- Text shown -
-- Opening Marker --

Federal government's spending review is 'flawed' and too narrow: report

Prime Minister Mark Carney heads to a news conference in Ottawa on Wednesday, July 30, 2025.

OTTAWA — The federal government’s “comprehensive spending review” is too narrow and won’t save enough tax dollars to put Ottawa back on solid footing, a new report will conclude.

The report, to be released Thursday by the C.D. Howe Institute, says the Carney government’s spending review will only include about one-third of all federal program spending and is expected to save no more than $22 billion by 2028-29. The think tank says that’s less than half the $50 billion in savings that are needed to return federal government coffers to “a fair and prudent path” that would see Ottawa’s debt-to-GDP ratio stop climbing.

The report, called “Federal Expenditure Review: Welcome, But Flawed,” says that the problem with focusing only on limited areas of federal spending is that it reduces the scope for improving the quality of spending and ensures that some programs that endure cuts will be superior to some that aren’t touched.

It’s better to review broadly and eliminate programs that aren’t working well, the report says, instead of across-the-board cuts that don’t assess program success. John Lester, the report’s author, said governments often opt for the across-the-board approach because it’s easier than evaluating countless programs and can realize tangible results more quickly.

“You need some time to evaluate those programs,” said Lester, a former federal government economist, during an interview. “It’s a big job.”

Lester recommends expanding the review to cover the missing two-thirds of program spending, imposing a multi-year cap on operating costs to deliver immediate restraint, and then assessing programs through a value-for-money lens. He also calls for transparent goals and clear communication to build public consensus around the various options.

The government’s spending review follows years of hefty deficits that have left Ottawa and future generations with mountains of debt.

National Post reported last month on an earlier C.D. Howe report that forecasted that the Carney government is poised to post a massive deficit of more than $92 billion during this fiscal year, almost double what was forecast just a few months ago by a non-partisan officer of Parliament.

Just four months ago, the Parliamentary Budget Officer projected that the federal deficit would fall to $50.1 billion during this fiscal year, a slight improvement over the $61.9 billion shortfall recorded in 2023-24. The PBO also said at that time that federal deficits would continue to fall in the ensuring years, unless there were new measures to cut revenue or increase spending.

If this fiscal year’s deficit turns out to be as hefty as projected, it would be the second-largest deficit in Canadian history, topped only by the $327.7 billion shortfall from the pandemic year of 2020-21.

That earlier report also forecasted deficits of more than $77 billion a year over the next four years, also huge increases over what had been expected.

The decline in Ottawa’s fiscal health is largely a result of increased spending on defence and other items, the economic effects of the Trump tariffs, cuts to personal income tax and the GST for first-time homebuyers, and the elimination of the digital services tax.

But the federal government’s fiscal situation is unclear because there hasn’t been a budget in well over a year. The government took the highly unusual step this year of waiting until the fall to release its annual budget, more than half-way through the fiscal year.

-- Closing Marker --

- Listed entries -
-- Opening Marker --

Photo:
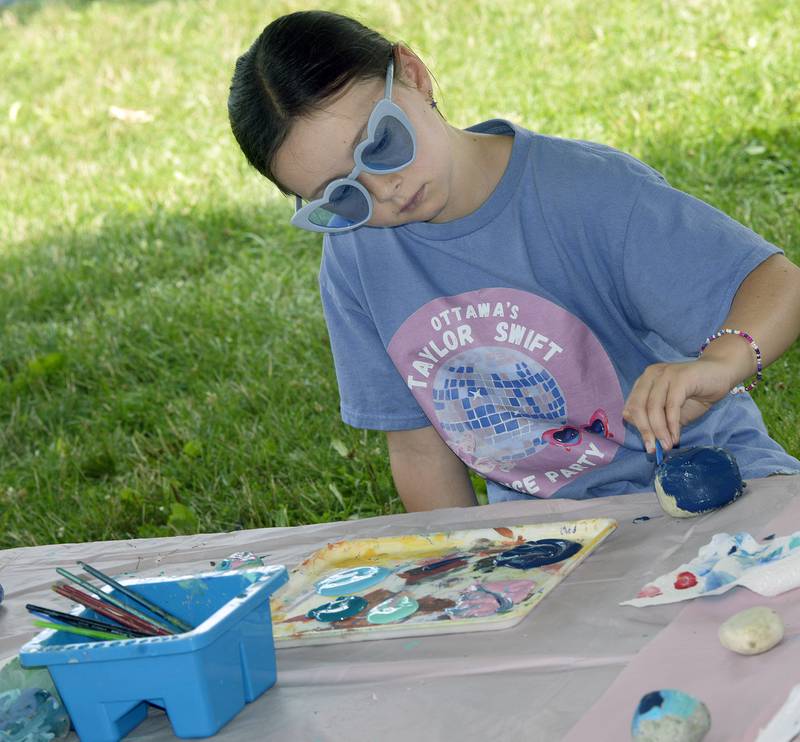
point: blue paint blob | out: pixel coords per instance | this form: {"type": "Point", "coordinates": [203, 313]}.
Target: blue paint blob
{"type": "Point", "coordinates": [673, 711]}
{"type": "Point", "coordinates": [698, 480]}
{"type": "Point", "coordinates": [533, 554]}
{"type": "Point", "coordinates": [649, 700]}
{"type": "Point", "coordinates": [339, 609]}
{"type": "Point", "coordinates": [31, 714]}
{"type": "Point", "coordinates": [351, 580]}
{"type": "Point", "coordinates": [717, 578]}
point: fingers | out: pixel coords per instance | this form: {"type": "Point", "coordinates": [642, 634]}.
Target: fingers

-- Closing Marker --

- Task 1 -
Reproduce, word for word, the stretch of the spending review article from "That earlier report" through "digital services tax.".
- Task 2 -
Answer these about the spending review article:
(a) What is the most the government's spending review is expected to save by 2028-29?
(b) Who wrote the C.D. Howe Institute report?
(c) What deficit did the Parliamentary Budget Officer project for this fiscal year four months ago?

- Written solution 1 -
That earlier report also forecasted deficits of more than $77 billion a year over the next four years, also huge increases over what had been expected.

The decline in Ottawa’s fiscal health is largely a result of increased spending on defence and other items, the economic effects of the Trump tariffs, cuts to personal income tax and the GST for first-time homebuyers, and the elimination of the digital services tax.

- Written solution 2 -
(a) No more than $22 billion.
(b) John Lester.
(c) $50.1 billion.